The reply should hold nothing except the lines from the one with "of the twig" through the end of the entries, duplicated exactly and with no pictures.

Natural language region descriptions:
————

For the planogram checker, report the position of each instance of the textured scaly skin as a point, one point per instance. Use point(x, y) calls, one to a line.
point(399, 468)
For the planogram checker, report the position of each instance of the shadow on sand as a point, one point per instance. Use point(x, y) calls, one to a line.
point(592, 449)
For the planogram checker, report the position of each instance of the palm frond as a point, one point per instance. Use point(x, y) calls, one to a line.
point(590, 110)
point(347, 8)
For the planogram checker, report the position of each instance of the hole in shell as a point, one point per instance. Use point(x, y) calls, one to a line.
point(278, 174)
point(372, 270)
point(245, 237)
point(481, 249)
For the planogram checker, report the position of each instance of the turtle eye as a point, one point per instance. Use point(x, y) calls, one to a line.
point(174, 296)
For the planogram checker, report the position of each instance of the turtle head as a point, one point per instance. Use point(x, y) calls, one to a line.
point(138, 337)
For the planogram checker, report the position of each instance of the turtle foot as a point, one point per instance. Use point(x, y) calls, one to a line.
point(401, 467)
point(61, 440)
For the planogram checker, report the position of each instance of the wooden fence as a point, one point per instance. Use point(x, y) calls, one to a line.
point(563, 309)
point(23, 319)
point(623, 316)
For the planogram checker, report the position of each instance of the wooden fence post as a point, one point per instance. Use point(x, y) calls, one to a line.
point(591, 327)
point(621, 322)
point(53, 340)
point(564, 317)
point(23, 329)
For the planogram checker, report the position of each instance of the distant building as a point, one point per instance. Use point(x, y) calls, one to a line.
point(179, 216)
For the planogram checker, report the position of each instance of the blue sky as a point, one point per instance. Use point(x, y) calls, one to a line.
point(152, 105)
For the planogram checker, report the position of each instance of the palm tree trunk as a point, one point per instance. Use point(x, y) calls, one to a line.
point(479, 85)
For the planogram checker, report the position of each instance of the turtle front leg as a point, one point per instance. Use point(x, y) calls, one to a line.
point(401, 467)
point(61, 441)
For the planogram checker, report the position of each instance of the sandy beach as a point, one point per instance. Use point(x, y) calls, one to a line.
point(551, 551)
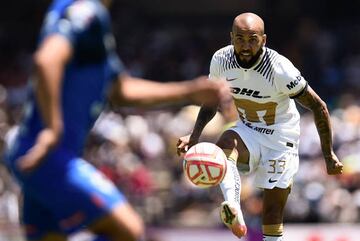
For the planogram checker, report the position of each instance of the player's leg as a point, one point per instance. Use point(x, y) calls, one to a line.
point(38, 222)
point(274, 201)
point(109, 215)
point(274, 175)
point(121, 224)
point(230, 210)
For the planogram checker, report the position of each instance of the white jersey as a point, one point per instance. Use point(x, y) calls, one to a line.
point(262, 95)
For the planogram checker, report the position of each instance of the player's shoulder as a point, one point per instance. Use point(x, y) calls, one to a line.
point(224, 53)
point(280, 62)
point(272, 61)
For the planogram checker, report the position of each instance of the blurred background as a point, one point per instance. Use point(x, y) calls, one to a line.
point(173, 40)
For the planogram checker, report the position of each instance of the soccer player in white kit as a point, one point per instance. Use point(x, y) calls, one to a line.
point(265, 140)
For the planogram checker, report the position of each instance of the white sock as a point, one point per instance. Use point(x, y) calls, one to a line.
point(272, 238)
point(231, 187)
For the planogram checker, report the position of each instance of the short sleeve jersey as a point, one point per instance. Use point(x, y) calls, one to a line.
point(89, 74)
point(263, 93)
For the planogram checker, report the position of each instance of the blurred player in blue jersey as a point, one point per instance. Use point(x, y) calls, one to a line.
point(76, 72)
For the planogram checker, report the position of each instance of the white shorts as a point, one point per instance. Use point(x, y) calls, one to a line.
point(272, 168)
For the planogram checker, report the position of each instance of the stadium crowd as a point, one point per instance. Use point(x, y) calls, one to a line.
point(136, 149)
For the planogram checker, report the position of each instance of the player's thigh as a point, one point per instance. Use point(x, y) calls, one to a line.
point(51, 237)
point(274, 201)
point(123, 223)
point(38, 221)
point(230, 140)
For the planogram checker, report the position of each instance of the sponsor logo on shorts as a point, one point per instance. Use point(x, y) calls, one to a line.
point(272, 181)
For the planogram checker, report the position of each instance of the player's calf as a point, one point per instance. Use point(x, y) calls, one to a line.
point(233, 219)
point(272, 232)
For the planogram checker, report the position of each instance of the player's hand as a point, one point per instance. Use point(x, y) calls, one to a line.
point(46, 140)
point(184, 143)
point(333, 165)
point(211, 92)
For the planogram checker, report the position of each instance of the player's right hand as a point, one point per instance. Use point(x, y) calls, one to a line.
point(184, 143)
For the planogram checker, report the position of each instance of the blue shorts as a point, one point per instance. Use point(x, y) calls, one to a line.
point(64, 194)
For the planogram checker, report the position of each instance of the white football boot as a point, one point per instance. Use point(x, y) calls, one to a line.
point(233, 219)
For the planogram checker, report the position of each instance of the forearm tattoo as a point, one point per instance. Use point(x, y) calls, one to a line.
point(310, 100)
point(205, 115)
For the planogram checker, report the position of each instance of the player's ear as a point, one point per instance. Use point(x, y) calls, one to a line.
point(232, 38)
point(264, 40)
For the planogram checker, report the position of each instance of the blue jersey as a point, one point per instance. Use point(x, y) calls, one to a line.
point(86, 24)
point(65, 193)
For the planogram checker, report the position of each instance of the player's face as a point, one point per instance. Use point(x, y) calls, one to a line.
point(248, 45)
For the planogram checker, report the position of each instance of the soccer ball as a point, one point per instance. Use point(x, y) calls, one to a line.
point(205, 164)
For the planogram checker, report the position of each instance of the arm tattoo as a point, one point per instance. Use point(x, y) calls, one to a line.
point(310, 100)
point(205, 115)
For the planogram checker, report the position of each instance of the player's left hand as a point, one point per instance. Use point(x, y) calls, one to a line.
point(333, 165)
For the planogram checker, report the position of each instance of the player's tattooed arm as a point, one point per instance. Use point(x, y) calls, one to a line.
point(310, 100)
point(205, 115)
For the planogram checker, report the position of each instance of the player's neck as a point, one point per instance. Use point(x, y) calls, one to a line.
point(252, 62)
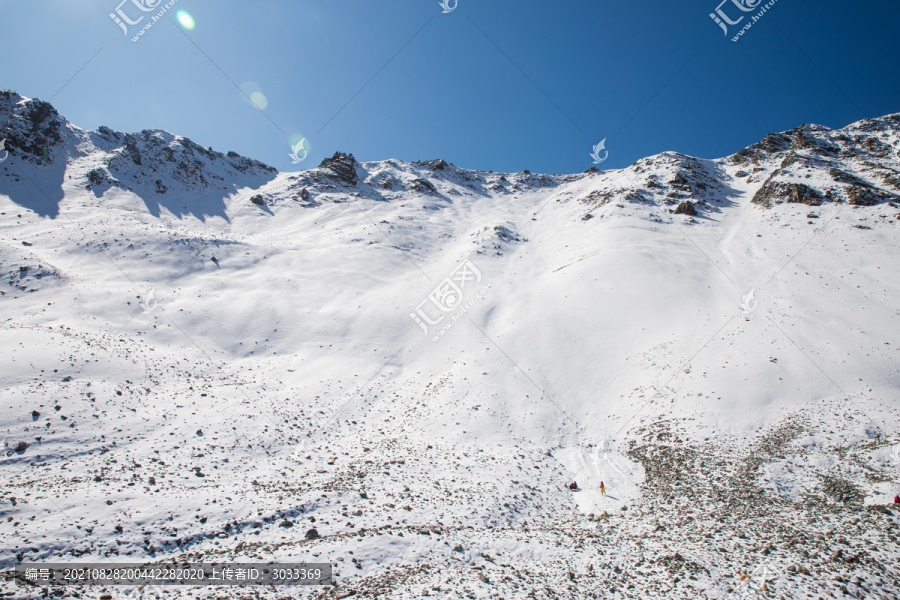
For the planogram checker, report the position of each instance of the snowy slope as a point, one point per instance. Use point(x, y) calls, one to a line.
point(196, 348)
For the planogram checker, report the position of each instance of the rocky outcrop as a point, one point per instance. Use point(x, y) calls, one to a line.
point(341, 168)
point(776, 192)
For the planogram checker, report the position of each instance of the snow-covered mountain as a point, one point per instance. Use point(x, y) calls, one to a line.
point(204, 358)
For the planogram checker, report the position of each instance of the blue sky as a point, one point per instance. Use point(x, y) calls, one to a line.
point(502, 85)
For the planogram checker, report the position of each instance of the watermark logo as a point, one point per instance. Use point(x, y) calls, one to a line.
point(144, 591)
point(596, 153)
point(749, 304)
point(757, 584)
point(447, 296)
point(148, 302)
point(296, 151)
point(122, 18)
point(722, 17)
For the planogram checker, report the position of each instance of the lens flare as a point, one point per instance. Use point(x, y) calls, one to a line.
point(186, 20)
point(253, 94)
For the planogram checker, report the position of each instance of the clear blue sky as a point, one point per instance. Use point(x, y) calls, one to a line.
point(501, 85)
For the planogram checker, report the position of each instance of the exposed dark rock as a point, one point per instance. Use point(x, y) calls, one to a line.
point(686, 208)
point(422, 186)
point(866, 196)
point(341, 167)
point(774, 192)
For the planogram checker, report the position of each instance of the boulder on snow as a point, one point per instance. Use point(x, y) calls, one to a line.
point(686, 208)
point(341, 167)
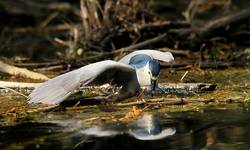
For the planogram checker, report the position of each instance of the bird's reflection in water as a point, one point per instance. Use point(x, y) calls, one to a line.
point(146, 128)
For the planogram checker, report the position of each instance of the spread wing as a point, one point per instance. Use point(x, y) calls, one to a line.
point(59, 88)
point(158, 55)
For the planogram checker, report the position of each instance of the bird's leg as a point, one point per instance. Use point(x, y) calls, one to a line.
point(141, 92)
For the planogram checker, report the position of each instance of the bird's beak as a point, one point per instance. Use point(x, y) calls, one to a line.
point(153, 83)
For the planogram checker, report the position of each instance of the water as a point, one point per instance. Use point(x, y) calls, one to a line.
point(212, 128)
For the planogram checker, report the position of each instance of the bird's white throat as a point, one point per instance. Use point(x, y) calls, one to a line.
point(144, 77)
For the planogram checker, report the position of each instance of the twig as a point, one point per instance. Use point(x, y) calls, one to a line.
point(184, 76)
point(12, 70)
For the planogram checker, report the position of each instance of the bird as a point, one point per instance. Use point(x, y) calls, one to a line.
point(135, 71)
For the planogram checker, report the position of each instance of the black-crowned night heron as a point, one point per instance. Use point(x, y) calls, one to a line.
point(135, 71)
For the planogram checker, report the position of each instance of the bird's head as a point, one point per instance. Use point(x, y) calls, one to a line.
point(147, 75)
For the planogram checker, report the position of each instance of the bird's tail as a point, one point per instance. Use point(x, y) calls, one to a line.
point(54, 90)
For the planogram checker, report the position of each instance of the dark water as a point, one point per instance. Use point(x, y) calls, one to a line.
point(214, 128)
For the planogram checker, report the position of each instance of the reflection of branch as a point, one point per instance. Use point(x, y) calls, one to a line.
point(12, 70)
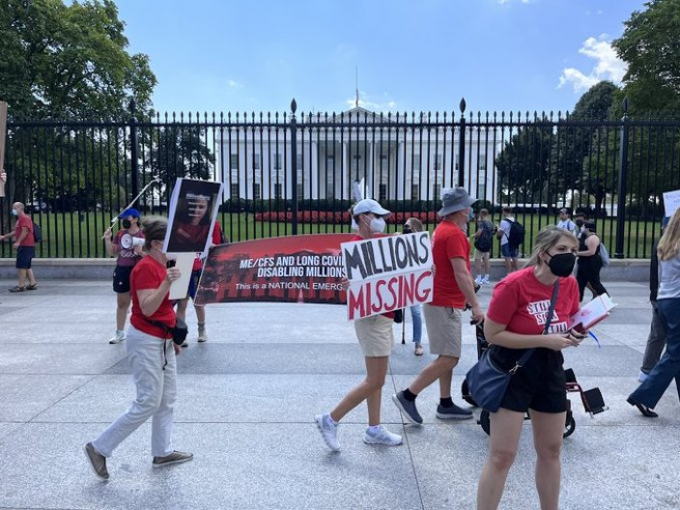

————

■ **ANSWER FOR THIS EXERCISE**:
For the planogram checker, report the position of each instance of the twig as a point, one point per instance. Use point(x, y) calls, one to a line.
point(184, 76)
point(12, 70)
For the planogram checker, report the position of each instance of the bird as a point, one point per instance. Use point(x, y) calls, one to a line.
point(135, 71)
For the planogram checker, report the position of each instance of the black-crowned night heron as a point, one point per instance. Use point(x, y) calls, one to a line.
point(135, 71)
For the planogram checker, report the position of each instance of the bird's head as a point, one point per instance. Use point(x, y) calls, one to a line.
point(147, 75)
For the planogram checker, report the position of each instance of the bird's tail as a point, one point per instance. Use point(x, y) calls, one to a line.
point(54, 90)
For the planogram checker, report the position of each instance of the dark water as a point, one point per instance. Use point(x, y) calls, one to a line.
point(214, 128)
For the planogram checker, report the position of each instance of the reflection of branch as a point, one point per instance. Use point(x, y) calls, one to a line.
point(12, 70)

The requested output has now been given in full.